TEXT SHOWN:
◇ ◇ ◇ ◇

|No. of Players:||1+|
|Type of Game:||written or spoken|
|What you need:||pen & paper or nothing|
To think of funny explanations for clichés and proverbs.
How to play
Players challenge themselves or others to explain the origins of a cliché, proverb, idiom, or other common saying or phrase. Named after a character in Charles Dicken's novel The Pickwick Papers, the Wellerisms game can be played either verbally or with pen and paper. One player speaks or writes down a cliché, and the second player responds with a single line that explains how that cliché came to be. Players can compete to see who can come up with the most humorous explanation.
A group of players write down common sayings on pieces of paper and pass them to each other for completion. Here are the results of their efforts:
"An apple a day keeps the doctor away," Johnny smiled and thought, "especially if you aim right."
"A stitch in time saves nine," which is why cats have that many lives.
"Actions speak louder than words," said the man as he kicked around pots and pans.

◇ ◇ ◇ ◇

COMPLETE THE FOLLOWING:
a) Answer these questions about the Wellerisms game description:
(i) How many players does the game need?
(ii) What novel contains the character the game is named after?
(iii) What can players compete to produce?
b) Using the Wellerisms game description, explain why the equipment needed is given as either pen and paper or nothing at all.
c) Extend the Wellerisms game description by writing a few more results from the players, placed after the last one shown.

GIVEN INFORMATION:

◇ ◇ ◇ ◇

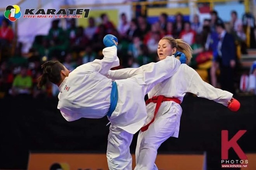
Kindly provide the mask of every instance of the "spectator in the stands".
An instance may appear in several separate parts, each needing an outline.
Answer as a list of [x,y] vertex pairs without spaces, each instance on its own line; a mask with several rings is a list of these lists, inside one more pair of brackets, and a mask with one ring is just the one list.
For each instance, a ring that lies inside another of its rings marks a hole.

◇ ◇ ◇ ◇

ANSWERS TO THE EXERCISES:
a)
(i) One or more players.
(ii) The Pickwick Papers.
(iii) The most humorous explanation of how a cliché came to be.

b) The game can be played either verbally or with pen and paper. When players speak their clichés and explanations aloud, nothing is needed. When they write them down, they use pen and paper.

c)
"Head over heels in love," said the smitten breakdancer, as he spun on his head.
"Read between the lines," Bruce said to Tom, as he dropped the newspaper on the railroad tracks.
"Don't judge a book by its cover," said the infantryman, "it may not be able to shoot, but it could be a good read."
"The writing's on the wall," said the graffiti artist.
"Gut-wrenching pain," said the onlookers of the soldier committing harakiri.
"Heart-stopping fear" is what Bob felt just before his triple bypass surgery.
"Kiss and make up" usually ends in a smearing mess.
"The grass is always greener on the other side," said one earthworm to another.